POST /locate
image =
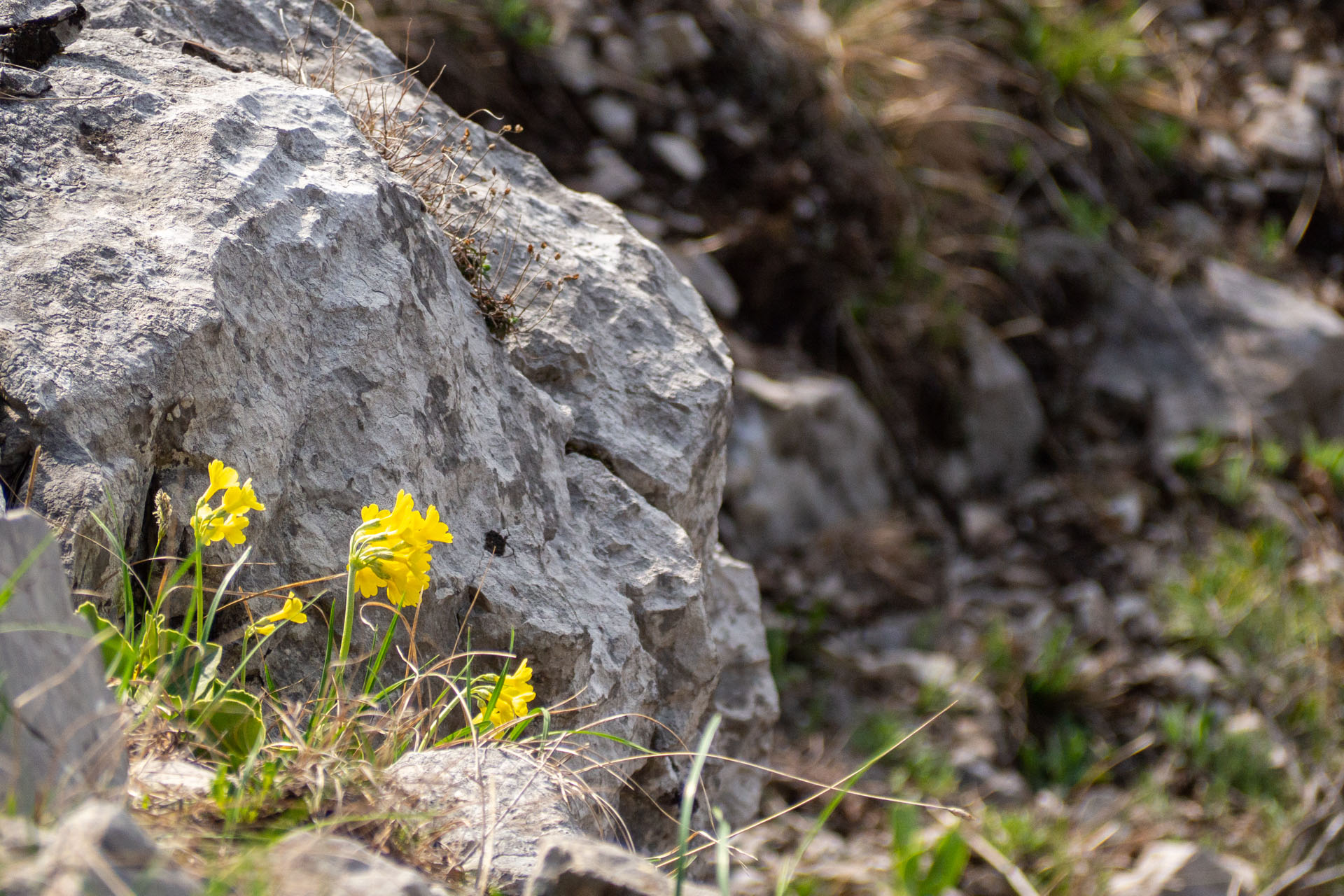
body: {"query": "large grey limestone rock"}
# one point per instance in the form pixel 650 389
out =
pixel 745 696
pixel 318 864
pixel 584 867
pixel 218 265
pixel 61 734
pixel 1227 354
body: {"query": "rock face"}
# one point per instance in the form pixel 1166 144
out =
pixel 309 864
pixel 61 729
pixel 218 265
pixel 1224 354
pixel 99 849
pixel 582 867
pixel 487 808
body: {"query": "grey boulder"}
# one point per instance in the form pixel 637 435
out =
pixel 96 850
pixel 260 288
pixel 61 734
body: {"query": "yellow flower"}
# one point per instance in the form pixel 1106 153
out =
pixel 514 696
pixel 227 520
pixel 391 550
pixel 292 612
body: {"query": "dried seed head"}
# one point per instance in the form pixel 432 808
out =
pixel 163 511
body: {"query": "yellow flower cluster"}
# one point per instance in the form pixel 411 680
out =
pixel 292 612
pixel 390 550
pixel 514 696
pixel 227 520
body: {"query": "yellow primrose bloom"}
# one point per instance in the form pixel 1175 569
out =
pixel 227 520
pixel 514 696
pixel 391 550
pixel 292 612
pixel 220 477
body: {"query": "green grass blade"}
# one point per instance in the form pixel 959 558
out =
pixel 692 782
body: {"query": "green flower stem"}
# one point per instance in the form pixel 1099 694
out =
pixel 382 652
pixel 198 596
pixel 347 622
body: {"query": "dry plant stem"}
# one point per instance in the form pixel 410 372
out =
pixel 836 788
pixel 33 475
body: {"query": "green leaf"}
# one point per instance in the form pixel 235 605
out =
pixel 949 862
pixel 905 832
pixel 230 722
pixel 118 654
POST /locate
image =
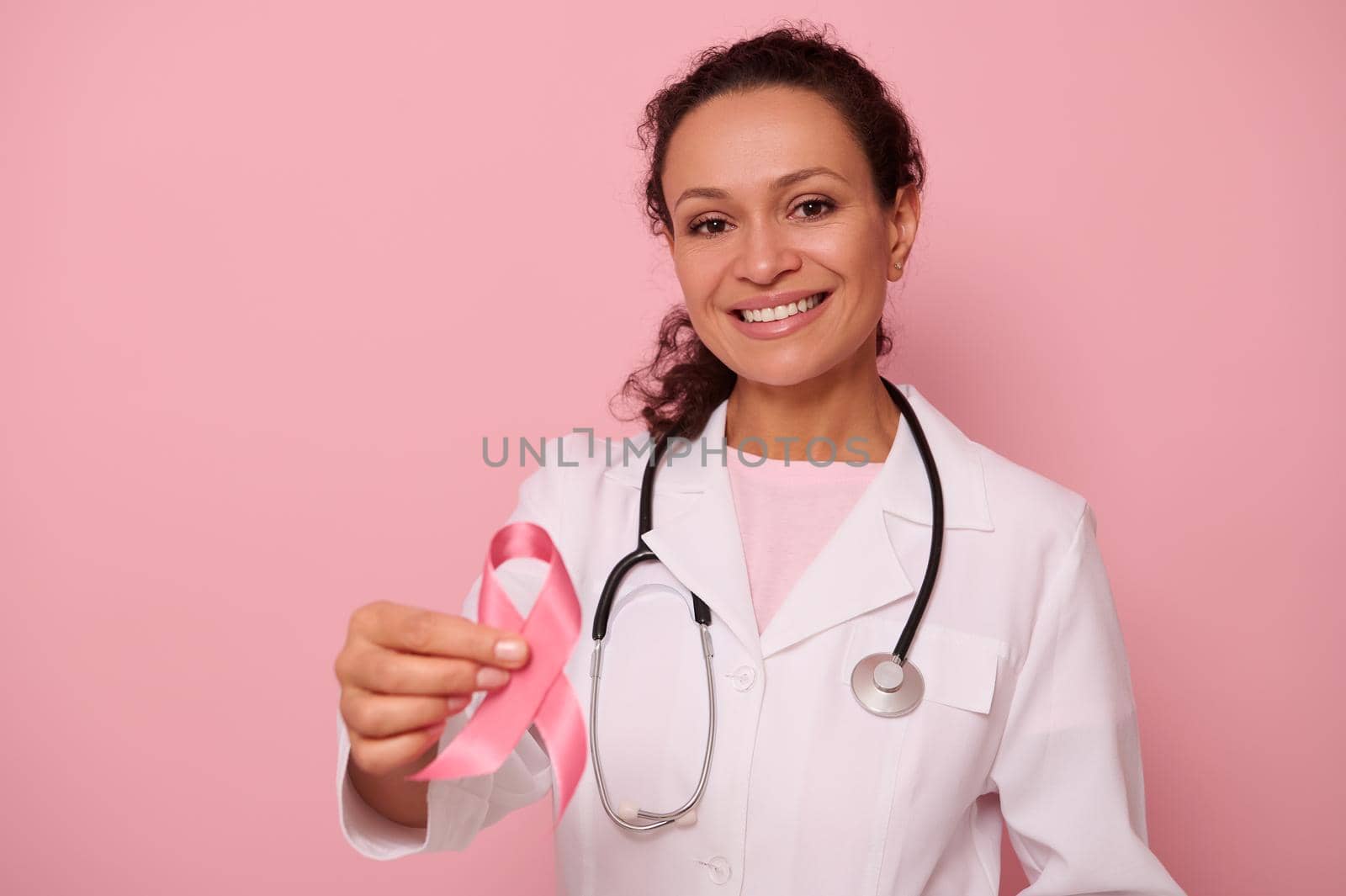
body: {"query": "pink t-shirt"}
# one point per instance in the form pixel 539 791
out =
pixel 787 513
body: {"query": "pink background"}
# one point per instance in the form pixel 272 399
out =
pixel 273 271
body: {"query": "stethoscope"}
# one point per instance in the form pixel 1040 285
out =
pixel 885 684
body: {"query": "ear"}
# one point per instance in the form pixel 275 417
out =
pixel 902 228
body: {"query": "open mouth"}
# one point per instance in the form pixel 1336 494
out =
pixel 781 312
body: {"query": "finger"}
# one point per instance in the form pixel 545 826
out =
pixel 427 631
pixel 385 755
pixel 389 671
pixel 389 714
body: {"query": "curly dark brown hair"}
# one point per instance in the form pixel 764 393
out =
pixel 684 381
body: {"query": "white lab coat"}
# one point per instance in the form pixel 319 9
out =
pixel 1027 718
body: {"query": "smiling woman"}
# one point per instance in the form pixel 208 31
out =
pixel 785 182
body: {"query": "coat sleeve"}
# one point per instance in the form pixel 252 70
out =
pixel 458 809
pixel 1069 770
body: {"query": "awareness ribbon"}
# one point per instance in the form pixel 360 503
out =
pixel 538 694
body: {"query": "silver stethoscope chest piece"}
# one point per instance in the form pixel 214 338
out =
pixel 886 687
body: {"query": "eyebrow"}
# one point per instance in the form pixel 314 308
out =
pixel 780 183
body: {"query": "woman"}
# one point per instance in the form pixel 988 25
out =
pixel 785 181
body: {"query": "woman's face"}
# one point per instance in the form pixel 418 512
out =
pixel 771 194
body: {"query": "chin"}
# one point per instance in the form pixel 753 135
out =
pixel 784 368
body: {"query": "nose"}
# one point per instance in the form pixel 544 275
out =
pixel 766 252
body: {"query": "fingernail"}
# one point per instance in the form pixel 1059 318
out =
pixel 511 650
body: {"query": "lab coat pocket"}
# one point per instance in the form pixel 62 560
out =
pixel 959 667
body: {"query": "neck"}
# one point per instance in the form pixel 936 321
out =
pixel 848 408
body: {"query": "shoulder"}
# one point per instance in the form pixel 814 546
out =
pixel 1029 507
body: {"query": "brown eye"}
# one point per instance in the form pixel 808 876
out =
pixel 816 204
pixel 697 228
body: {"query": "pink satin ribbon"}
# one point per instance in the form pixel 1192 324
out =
pixel 538 694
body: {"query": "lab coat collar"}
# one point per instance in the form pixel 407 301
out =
pixel 697 536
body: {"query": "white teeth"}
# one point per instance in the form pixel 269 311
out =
pixel 780 312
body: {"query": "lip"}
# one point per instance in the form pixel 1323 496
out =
pixel 777 328
pixel 773 299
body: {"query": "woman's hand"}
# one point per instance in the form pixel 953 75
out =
pixel 405 671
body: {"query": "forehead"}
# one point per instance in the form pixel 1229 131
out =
pixel 744 140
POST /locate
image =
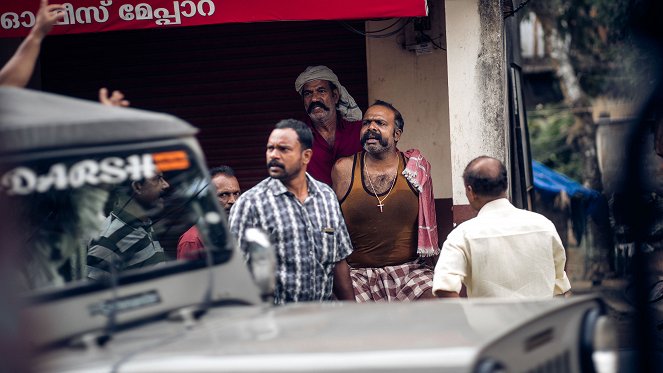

Written instruction
Rewrite all of the entries above, replacing "POST /locate" with "POST /find" and changing nothing else. Leave the pictures out.

Right answer
POST /find
image =
body: {"query": "large grey limestone rock"}
# one point per instance in the form pixel 650 389
out =
pixel 745 696
pixel 318 864
pixel 584 867
pixel 218 265
pixel 61 734
pixel 1227 354
body: {"query": "rock face"}
# one point per instance in the form pixel 1166 144
out =
pixel 309 864
pixel 61 729
pixel 218 265
pixel 1224 354
pixel 99 849
pixel 582 867
pixel 487 808
body: {"query": "grey boulder"}
# one point per instance in the form pixel 637 435
out =
pixel 96 850
pixel 260 288
pixel 61 734
body: {"query": "yellow flower"}
# one point per instance in the form pixel 1106 153
out =
pixel 514 696
pixel 227 520
pixel 391 550
pixel 292 612
body: {"query": "dried seed head"}
# one point per instance in the form pixel 432 808
out =
pixel 163 511
body: {"query": "yellow flower cluster"}
# one point per instance in the form pixel 411 680
out =
pixel 292 612
pixel 390 550
pixel 514 696
pixel 227 520
body: {"query": "yellow primrose bloom"}
# one point per instance in the form pixel 1175 569
out =
pixel 227 520
pixel 514 696
pixel 391 550
pixel 292 612
pixel 220 477
body: {"query": "green grass blade"}
# one point per instance in the form pixel 959 558
out =
pixel 692 782
body: {"query": "green flower stem"}
# one point per instance in the form pixel 1099 694
out =
pixel 382 652
pixel 198 596
pixel 347 622
body: {"query": "dry plant stem"}
# one point per instance in the form pixel 410 372
out =
pixel 836 788
pixel 33 475
body: {"query": "green leaf"}
# one point per instance in the form pixel 235 605
out =
pixel 949 862
pixel 905 832
pixel 230 722
pixel 118 654
POST /find
image =
body: {"query": "pink t-shirt"}
# one point per instance in the form pixel 539 791
out =
pixel 787 513
body: {"query": "pink background"}
# one point per instance in the form pixel 272 399
out =
pixel 273 271
body: {"query": "stethoscope"}
# one point per instance in the form pixel 1040 285
out =
pixel 885 684
body: {"query": "ear"}
# one point per instance in the form pixel 275 417
out =
pixel 902 228
body: {"query": "open mouth"}
# one point per instance in the form pixel 1336 494
out =
pixel 781 312
body: {"query": "finger"}
# one point per instance in the form pixel 545 826
out =
pixel 427 631
pixel 385 755
pixel 389 671
pixel 389 714
body: {"query": "curly dark brown hair"}
# one point per instance in the form pixel 764 393
out =
pixel 684 381
body: {"query": "white lab coat"}
# one point per instance in the form pixel 319 9
out =
pixel 1027 718
body: {"query": "smiling woman"}
# one point per instance in the form pixel 208 31
out =
pixel 785 182
body: {"query": "coat sleeve"}
# one point per instance in the form pixel 252 70
out =
pixel 458 809
pixel 1069 770
body: {"query": "awareness ribbon"}
# one point per instance in the form pixel 360 503
out =
pixel 538 694
body: {"query": "silver stethoscope chest piece"}
# one point per instance in the form pixel 214 338
out =
pixel 886 687
body: {"query": "eyebrow"}
# one point per instance in the form pixel 314 308
out =
pixel 780 183
body: {"query": "woman"}
# one point per instance in the form pixel 988 25
out =
pixel 785 181
body: {"query": "woman's face"}
# one point per instance in the form pixel 418 512
out =
pixel 771 194
body: {"query": "chin"}
# one point per instance in the form pixel 753 135
out =
pixel 784 368
body: {"query": "nose"}
# one point per instance in the form pixel 544 275
out =
pixel 766 252
body: {"query": "fingernail"}
# one point per instance in the form pixel 1059 318
out =
pixel 511 650
body: {"query": "lab coat pocket"}
# one point per instance in the form pixel 62 560
out =
pixel 959 667
body: {"query": "neck"}
# one point per instance in the form pixel 936 321
out =
pixel 848 408
body: {"query": "shoulder"}
# one point per instance in the form pixel 814 546
out =
pixel 1029 507
body: {"query": "brown eye"}
# one point per instance in the form pixel 808 876
out =
pixel 816 204
pixel 697 228
body: {"query": "pink satin ribbon"}
# one point per instance in the form pixel 1192 324
out =
pixel 538 694
body: {"query": "lab coat collar"}
# one point per instance in the form pixel 407 301
out =
pixel 697 536
body: {"query": "white teeth"}
# one point per instance in the form pixel 269 311
out =
pixel 780 312
body: {"query": "lip"}
# one point per instance in the form pixel 1323 496
out =
pixel 777 328
pixel 773 299
body: {"query": "woman's hand"}
# one point per instance in the form pixel 953 75
out =
pixel 405 671
body: {"query": "forehead"}
# one point per instance in the form pixel 1229 131
out =
pixel 744 140
POST /find
image =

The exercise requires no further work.